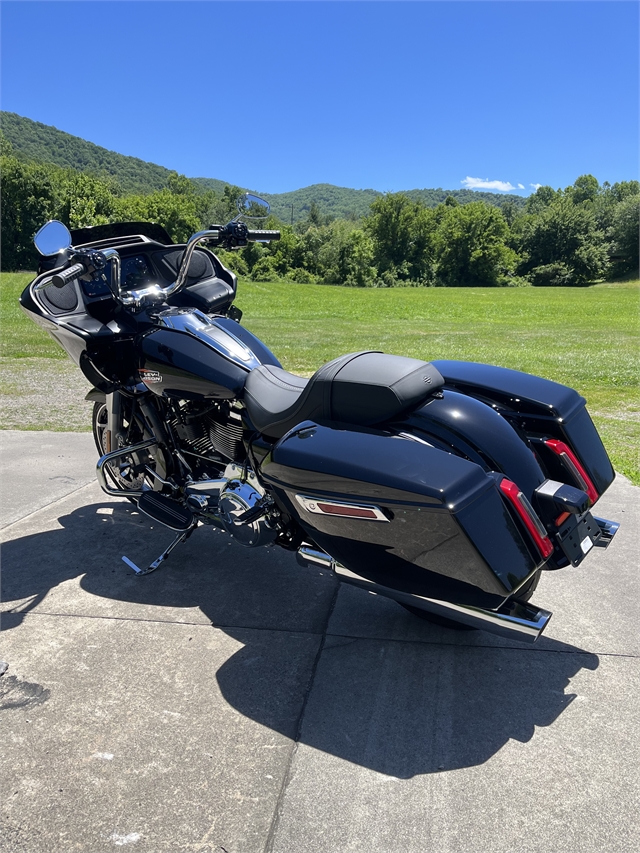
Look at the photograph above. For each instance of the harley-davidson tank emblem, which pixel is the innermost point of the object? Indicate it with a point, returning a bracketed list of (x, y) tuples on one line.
[(149, 376)]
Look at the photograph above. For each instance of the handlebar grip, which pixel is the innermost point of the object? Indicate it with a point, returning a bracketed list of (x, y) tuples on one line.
[(64, 277), (263, 235)]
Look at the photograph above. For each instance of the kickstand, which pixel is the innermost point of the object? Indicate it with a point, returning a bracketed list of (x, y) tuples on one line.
[(181, 537)]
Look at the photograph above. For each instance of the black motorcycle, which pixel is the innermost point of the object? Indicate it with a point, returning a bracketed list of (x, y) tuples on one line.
[(448, 486)]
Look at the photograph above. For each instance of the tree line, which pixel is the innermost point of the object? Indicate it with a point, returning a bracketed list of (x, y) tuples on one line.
[(564, 237)]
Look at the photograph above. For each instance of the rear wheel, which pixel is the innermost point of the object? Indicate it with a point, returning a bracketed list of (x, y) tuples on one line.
[(523, 595)]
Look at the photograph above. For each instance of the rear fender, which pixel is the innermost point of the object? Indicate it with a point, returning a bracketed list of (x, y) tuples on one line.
[(473, 429)]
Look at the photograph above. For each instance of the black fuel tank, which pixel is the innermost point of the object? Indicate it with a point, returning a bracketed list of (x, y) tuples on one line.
[(194, 356)]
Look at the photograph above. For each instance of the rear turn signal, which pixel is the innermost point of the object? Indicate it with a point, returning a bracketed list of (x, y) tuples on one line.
[(528, 516), (573, 465)]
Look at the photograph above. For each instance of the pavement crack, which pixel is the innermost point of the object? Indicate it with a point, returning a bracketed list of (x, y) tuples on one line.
[(7, 527), (270, 840)]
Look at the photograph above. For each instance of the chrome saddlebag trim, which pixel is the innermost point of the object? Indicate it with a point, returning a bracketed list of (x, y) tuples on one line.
[(517, 620)]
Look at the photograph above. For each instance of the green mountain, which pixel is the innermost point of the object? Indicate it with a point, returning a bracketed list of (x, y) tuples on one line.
[(43, 143)]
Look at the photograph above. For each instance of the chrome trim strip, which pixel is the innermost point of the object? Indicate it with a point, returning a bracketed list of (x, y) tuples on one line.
[(311, 505)]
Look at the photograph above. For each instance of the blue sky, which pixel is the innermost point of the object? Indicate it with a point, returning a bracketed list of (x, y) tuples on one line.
[(388, 95)]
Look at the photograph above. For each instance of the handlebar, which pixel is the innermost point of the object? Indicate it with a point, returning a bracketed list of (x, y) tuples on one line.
[(233, 234), (258, 235), (64, 277)]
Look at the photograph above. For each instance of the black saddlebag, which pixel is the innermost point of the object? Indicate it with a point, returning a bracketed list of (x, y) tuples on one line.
[(550, 414), (401, 513)]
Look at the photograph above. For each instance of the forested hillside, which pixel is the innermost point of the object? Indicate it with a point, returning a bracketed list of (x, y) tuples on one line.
[(40, 143), (359, 238)]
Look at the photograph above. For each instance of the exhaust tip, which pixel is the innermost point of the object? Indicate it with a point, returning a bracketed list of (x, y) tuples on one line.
[(608, 530)]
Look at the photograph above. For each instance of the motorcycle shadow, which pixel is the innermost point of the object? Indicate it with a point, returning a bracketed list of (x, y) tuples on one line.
[(409, 700)]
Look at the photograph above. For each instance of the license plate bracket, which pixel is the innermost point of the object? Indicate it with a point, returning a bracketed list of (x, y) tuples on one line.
[(577, 536)]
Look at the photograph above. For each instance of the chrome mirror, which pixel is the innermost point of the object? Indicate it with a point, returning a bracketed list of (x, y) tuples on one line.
[(253, 207), (52, 238)]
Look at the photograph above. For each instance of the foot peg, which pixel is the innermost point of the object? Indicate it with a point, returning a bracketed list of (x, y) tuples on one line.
[(170, 514), (165, 511)]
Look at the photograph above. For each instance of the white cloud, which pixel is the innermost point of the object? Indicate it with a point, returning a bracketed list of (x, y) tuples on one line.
[(486, 184)]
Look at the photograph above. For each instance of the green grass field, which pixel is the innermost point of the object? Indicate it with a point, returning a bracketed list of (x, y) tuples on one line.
[(587, 338)]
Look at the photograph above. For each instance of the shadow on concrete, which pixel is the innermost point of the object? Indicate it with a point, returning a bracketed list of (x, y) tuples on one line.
[(396, 707)]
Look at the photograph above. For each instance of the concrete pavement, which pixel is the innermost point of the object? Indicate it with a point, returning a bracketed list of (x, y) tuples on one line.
[(233, 701)]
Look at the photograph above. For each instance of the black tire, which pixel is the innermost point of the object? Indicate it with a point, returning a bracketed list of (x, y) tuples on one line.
[(123, 475), (523, 595)]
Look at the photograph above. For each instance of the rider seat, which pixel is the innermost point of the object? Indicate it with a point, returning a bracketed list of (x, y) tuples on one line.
[(362, 388)]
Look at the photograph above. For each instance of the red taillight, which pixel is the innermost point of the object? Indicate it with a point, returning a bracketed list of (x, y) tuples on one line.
[(528, 516), (571, 462), (344, 509)]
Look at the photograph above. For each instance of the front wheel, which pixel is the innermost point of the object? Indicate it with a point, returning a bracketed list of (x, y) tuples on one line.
[(129, 472)]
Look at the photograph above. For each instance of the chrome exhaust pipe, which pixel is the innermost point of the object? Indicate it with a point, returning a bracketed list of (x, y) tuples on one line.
[(608, 530), (517, 620)]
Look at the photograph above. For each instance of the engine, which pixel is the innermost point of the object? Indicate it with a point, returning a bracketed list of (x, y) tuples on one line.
[(214, 430), (238, 503)]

* [Requirement]:
Please put the rows between the line holding "the black fuel" and the line holding "[(43, 143)]", inclusive, into a two-column CSV with the headers input and output. Each row gets one CSV line, with its text under input and its answer under output, each in a single quoted field and with line breaks turned into spaces.

* [Correct output]:
input,output
"Look at the photograph above. For each instance of the black fuel tank, which pixel is the innermost point of the object? Indicate it with a point, returning a bracketed list of (x, y) tuples on one line.","[(194, 356)]"
"Look at the photograph above. For each instance of the rear turn signal, which pixel is the innermost point of the object? Indicate it with a point, returning a bracketed list of (x, y) tuples on one line.","[(528, 516), (573, 465)]"
"Look at the photograph above. For each instance of the pavement crack, which pixel is the innermost point of the object? Indicate it with a point, returning a bracketed list of (x, y) tuples on one line.","[(7, 527), (270, 840)]"
"Look at the photograph above. For each instance of the chrome saddlebag trim, which pixel is the innermost point of the object? Indicate it with a point, returning a bracketed list of (x, y) tuples on one line.","[(517, 620)]"
"Look at the photograph above. For each instance of the green mountain, which pixel is the innermost point of the object? Indicate it with a point, returning a bracketed list of (x, y) tuples on one line.","[(43, 143)]"